**Assignment:** Please repeat every entry that follows, keeping each one exactly the same.

^^^^^^^^^^^^^^^^

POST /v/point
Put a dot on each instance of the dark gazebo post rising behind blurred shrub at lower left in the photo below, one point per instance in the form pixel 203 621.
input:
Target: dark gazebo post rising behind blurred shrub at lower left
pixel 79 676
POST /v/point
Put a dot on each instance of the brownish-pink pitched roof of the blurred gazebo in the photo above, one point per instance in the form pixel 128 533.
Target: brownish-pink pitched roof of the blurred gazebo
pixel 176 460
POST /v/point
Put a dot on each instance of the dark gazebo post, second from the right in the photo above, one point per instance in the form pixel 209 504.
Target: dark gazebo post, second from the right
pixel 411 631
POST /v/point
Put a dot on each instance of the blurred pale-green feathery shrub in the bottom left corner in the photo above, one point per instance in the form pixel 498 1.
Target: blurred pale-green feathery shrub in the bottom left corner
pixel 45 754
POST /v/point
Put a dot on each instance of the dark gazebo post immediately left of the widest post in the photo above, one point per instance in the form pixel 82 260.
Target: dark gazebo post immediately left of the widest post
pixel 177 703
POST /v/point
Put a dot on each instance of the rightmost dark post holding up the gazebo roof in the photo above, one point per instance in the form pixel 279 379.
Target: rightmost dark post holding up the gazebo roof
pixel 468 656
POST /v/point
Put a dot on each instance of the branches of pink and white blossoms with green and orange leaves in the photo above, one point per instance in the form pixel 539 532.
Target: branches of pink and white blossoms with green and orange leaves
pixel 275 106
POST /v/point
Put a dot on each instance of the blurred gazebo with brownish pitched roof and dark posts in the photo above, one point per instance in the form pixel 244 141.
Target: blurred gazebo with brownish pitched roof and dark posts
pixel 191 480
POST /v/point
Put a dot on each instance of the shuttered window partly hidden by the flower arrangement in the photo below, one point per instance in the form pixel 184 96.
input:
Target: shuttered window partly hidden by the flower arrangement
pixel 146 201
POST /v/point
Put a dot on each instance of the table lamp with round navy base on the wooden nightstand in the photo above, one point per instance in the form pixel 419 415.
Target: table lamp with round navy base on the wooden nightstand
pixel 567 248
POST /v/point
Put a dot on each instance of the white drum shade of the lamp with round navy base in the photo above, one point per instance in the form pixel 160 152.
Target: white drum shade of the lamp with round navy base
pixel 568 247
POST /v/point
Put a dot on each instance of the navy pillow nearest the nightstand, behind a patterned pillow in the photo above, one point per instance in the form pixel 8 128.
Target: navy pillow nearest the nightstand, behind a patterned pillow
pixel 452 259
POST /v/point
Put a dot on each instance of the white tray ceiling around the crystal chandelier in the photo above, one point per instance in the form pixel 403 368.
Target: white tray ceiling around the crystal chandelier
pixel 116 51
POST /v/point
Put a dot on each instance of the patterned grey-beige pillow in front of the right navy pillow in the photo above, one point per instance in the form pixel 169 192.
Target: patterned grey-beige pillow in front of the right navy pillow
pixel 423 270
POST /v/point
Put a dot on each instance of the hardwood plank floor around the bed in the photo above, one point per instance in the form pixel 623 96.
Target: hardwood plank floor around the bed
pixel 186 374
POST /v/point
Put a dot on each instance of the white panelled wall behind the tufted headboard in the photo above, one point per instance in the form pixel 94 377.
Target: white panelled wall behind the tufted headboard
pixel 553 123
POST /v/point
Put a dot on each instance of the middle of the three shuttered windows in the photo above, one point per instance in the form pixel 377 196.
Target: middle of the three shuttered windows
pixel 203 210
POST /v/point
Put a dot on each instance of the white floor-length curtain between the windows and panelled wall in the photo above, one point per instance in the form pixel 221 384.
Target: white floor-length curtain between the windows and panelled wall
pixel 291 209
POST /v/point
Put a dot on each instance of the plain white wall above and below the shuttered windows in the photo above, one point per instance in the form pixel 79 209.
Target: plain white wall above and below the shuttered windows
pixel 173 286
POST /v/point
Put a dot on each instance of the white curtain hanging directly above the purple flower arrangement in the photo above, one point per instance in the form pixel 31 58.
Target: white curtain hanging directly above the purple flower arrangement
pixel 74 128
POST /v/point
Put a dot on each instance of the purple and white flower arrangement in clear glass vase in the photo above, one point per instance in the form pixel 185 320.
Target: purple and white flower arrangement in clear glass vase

^^^^^^^^^^^^^^^^

**Written solution:**
POST /v/point
Put a dot on each instance of the dark gazebo post rising behind blurred shrub at lower left in the photo below, one point per instance in the form pixel 203 621.
input:
Target: dark gazebo post rising behind blurred shrub at lower left
pixel 79 676
POST /v/point
Put a dot on each instance of the brownish-pink pitched roof of the blurred gazebo in the photo above, one point per instance in the form pixel 128 533.
Target: brownish-pink pitched roof of the blurred gazebo
pixel 176 460
POST /v/point
Put a dot on each instance of the dark gazebo post, second from the right in the photo above, one point per instance in the form pixel 209 504.
Target: dark gazebo post, second from the right
pixel 411 631
POST /v/point
Put a dot on each instance of the blurred pale-green feathery shrub in the bottom left corner in the photo above, one point per instance in the form pixel 498 1.
Target: blurred pale-green feathery shrub in the bottom left corner
pixel 45 754
POST /v/point
Put a dot on each instance of the dark gazebo post immediately left of the widest post in the photo above, one point per instance in the form pixel 82 260.
Target: dark gazebo post immediately left of the widest post
pixel 177 703
POST /v/point
Put a dot on each instance of the rightmost dark post holding up the gazebo roof in the photo above, one point per instance in the form pixel 279 379.
Target: rightmost dark post holding up the gazebo roof
pixel 468 656
POST /v/point
Put a dot on each instance of the branches of pink and white blossoms with green and orange leaves in the photo above, one point per instance in the form pixel 539 532.
Target: branches of pink and white blossoms with green and orange leaves
pixel 275 106
POST /v/point
Put a dot on each instance of the blurred gazebo with brownish pitched roof and dark posts in the photo above, one point per instance in the form pixel 244 141.
Target: blurred gazebo with brownish pitched roof and dark posts
pixel 191 480
POST /v/point
Put a dot on each instance of the shuttered window partly hidden by the flower arrangement in the photo below, one point per instance in the form pixel 184 96.
input:
Target: shuttered window partly hidden by the flower arrangement
pixel 146 201
POST /v/point
Put a dot on each instance of the table lamp with round navy base on the wooden nightstand in the photo above, one point per instance in the form pixel 419 415.
Target: table lamp with round navy base on the wooden nightstand
pixel 567 248
POST /v/point
Put a dot on each instance of the white drum shade of the lamp with round navy base in the photo above, one point per instance in the form pixel 160 152.
Target: white drum shade of the lamp with round navy base
pixel 568 247
POST /v/point
Put a dot on each instance of the navy pillow nearest the nightstand, behind a patterned pillow in the photo above, one point per instance in the form pixel 8 128.
Target: navy pillow nearest the nightstand, behind a patterned pillow
pixel 452 259
POST /v/point
Put a dot on each instance of the white tray ceiling around the crystal chandelier in the photo above, one point per instance in the form pixel 403 368.
Target: white tray ceiling around the crystal chandelier
pixel 116 51
POST /v/point
Put a dot on each instance of the patterned grey-beige pillow in front of the right navy pillow in the photo above, one point per instance in the form pixel 169 192.
Target: patterned grey-beige pillow in front of the right navy pillow
pixel 423 270
POST /v/point
Put a dot on each instance of the hardwood plank floor around the bed in the photo above, one point per instance in the form pixel 623 96.
Target: hardwood plank floor around the bed
pixel 186 374
POST /v/point
Put a dot on each instance of the white panelled wall behind the tufted headboard in the photo above, one point per instance in the form pixel 94 377.
Target: white panelled wall behind the tufted headboard
pixel 553 123
POST /v/point
Put a dot on each instance of the middle of the three shuttered windows in the photo above, one point per instance in the form pixel 377 196.
Target: middle of the three shuttered windows
pixel 203 210
POST /v/point
Put a dot on each instance of the white floor-length curtain between the windows and panelled wall in the photo above, one point per instance in the form pixel 221 384.
Target: white floor-length curtain between the windows and panelled wall
pixel 291 209
POST /v/point
Put a dot on each instance of the plain white wall above and below the shuttered windows in the photo above, one point per instance in the form pixel 79 209.
Target: plain white wall above and below the shuttered windows
pixel 173 286
POST /v/point
Put a dot on each instance of the white curtain hanging directly above the purple flower arrangement in the photo above, one point per instance in the form pixel 31 58.
Target: white curtain hanging directly above the purple flower arrangement
pixel 74 128
POST /v/point
Put a dot on each instance of the purple and white flower arrangement in clear glass vase in the photo above, one point per instance in the form pixel 185 320.
Target: purple and white flower arrangement in clear glass vase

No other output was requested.